### Required action
Copy out each line featuring the string "below" from the entries beneath.

─── Source material ───

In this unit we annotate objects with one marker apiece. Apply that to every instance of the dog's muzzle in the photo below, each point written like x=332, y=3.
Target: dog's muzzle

───
─── Source material ───

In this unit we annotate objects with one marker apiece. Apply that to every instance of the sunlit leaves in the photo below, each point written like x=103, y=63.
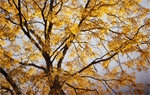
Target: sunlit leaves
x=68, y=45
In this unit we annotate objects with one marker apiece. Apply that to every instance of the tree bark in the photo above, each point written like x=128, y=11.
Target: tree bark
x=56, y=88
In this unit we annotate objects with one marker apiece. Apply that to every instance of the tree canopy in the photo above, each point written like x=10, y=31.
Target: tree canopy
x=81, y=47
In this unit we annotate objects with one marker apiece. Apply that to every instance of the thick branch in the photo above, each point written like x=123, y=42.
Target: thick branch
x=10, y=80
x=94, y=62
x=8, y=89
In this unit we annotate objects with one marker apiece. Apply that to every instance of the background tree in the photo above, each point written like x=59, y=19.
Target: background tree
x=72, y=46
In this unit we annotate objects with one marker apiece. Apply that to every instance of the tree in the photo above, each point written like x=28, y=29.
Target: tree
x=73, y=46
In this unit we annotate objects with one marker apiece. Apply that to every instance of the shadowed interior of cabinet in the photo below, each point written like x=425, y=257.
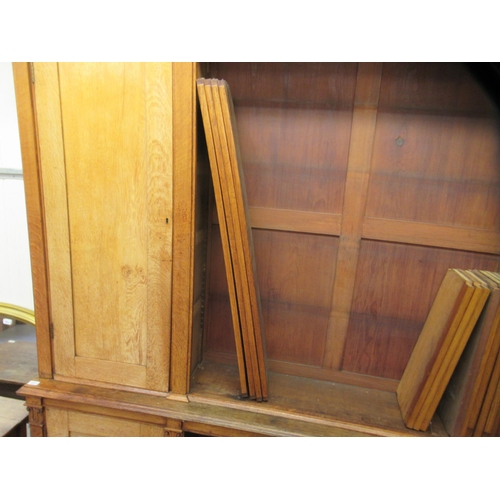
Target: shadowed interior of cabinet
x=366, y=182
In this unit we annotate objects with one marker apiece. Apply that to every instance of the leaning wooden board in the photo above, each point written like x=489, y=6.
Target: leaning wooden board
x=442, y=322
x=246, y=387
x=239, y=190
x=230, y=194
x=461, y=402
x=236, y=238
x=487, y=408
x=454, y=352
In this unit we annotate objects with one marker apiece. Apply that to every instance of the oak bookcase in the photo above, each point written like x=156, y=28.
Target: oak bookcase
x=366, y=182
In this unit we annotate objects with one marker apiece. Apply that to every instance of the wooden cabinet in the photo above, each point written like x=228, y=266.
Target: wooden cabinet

───
─── Source material ───

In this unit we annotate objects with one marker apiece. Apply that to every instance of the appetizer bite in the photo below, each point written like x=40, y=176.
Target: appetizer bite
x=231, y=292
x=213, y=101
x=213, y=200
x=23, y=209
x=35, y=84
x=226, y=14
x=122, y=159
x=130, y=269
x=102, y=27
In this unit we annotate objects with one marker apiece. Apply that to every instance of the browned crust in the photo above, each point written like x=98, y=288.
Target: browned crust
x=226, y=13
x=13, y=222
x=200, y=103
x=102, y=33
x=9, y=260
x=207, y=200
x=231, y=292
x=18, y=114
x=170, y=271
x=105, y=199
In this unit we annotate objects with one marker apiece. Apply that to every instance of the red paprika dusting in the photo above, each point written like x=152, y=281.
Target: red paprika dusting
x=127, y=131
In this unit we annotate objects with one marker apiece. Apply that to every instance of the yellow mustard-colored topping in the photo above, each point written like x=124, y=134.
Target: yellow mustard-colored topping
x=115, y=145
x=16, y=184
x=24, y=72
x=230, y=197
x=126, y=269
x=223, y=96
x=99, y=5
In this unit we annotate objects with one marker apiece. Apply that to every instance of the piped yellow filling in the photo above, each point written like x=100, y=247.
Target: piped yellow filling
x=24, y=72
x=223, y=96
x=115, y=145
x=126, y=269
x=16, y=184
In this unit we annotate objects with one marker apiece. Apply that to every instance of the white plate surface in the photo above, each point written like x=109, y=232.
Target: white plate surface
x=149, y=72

───

### Solution to this exercise
In this unit we annotate objects with one marker apiece. Apply that to every instance of the dog's muzzle in the photo below, each point written like x=332, y=3.
In this unit we annotate objects with one marker apiece. Apply that to every instance of the sunlit leaves in the photo below, each point written like x=103, y=63.
In this unit we annotate objects with one marker apiece. Apply that to every instance of the shadowed interior of cabinet in the photo below, each point written like x=425, y=257.
In this unit we annotate objects with one marker apiece. Apply that to every instance of the appetizer bite in the photo below, each point written like x=40, y=176.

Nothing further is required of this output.